=== DATASET EXTRACT ===

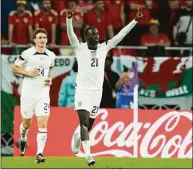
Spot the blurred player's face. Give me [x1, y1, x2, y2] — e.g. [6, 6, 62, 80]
[68, 1, 76, 9]
[17, 4, 25, 14]
[42, 0, 51, 12]
[169, 0, 180, 9]
[184, 0, 193, 8]
[34, 33, 48, 48]
[149, 24, 159, 35]
[85, 28, 99, 45]
[96, 1, 105, 11]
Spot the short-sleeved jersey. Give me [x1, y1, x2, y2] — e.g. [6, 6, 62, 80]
[66, 18, 137, 90]
[75, 42, 108, 90]
[15, 47, 56, 98]
[8, 10, 32, 45]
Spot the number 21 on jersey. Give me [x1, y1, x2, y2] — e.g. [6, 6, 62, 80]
[91, 58, 98, 67]
[37, 68, 44, 76]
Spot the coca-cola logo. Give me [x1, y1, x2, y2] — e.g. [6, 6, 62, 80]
[71, 109, 192, 158]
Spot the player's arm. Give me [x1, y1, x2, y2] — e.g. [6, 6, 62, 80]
[107, 8, 143, 50]
[120, 4, 125, 26]
[45, 53, 56, 86]
[11, 55, 38, 77]
[51, 24, 56, 44]
[58, 79, 67, 107]
[66, 7, 79, 47]
[9, 24, 14, 44]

===

*THE REQUEST*.
Print all of the entries word for word. Skip any images they contain.

*RESPONSE TO THIS EXERCISE*.
Spot the blurred player's face. Give me [x1, y1, x2, y2] — e.g. [6, 6, 62, 80]
[68, 1, 76, 9]
[17, 4, 25, 14]
[42, 0, 51, 12]
[169, 0, 180, 9]
[184, 0, 193, 8]
[34, 33, 48, 48]
[149, 24, 159, 35]
[85, 28, 99, 45]
[96, 1, 105, 11]
Spot the short-sleeved jersey. Give me [x1, y1, x2, y2] — e.g. [6, 6, 62, 80]
[66, 18, 137, 90]
[75, 42, 108, 90]
[15, 47, 56, 98]
[8, 10, 32, 45]
Spot the number 21 on jersey. Give me [x1, y1, x2, y2] — e.g. [6, 6, 62, 80]
[91, 58, 98, 67]
[37, 68, 44, 76]
Spot the coca-cola logo. Give me [x1, y1, x2, y2] — e.g. [6, 6, 62, 80]
[71, 109, 192, 158]
Spot the player's arm. Give me [x1, y1, x2, y2] — e.g. [6, 6, 62, 80]
[107, 8, 143, 50]
[120, 4, 125, 26]
[45, 53, 56, 86]
[11, 55, 38, 77]
[51, 24, 56, 44]
[58, 79, 67, 107]
[66, 7, 79, 47]
[9, 24, 14, 44]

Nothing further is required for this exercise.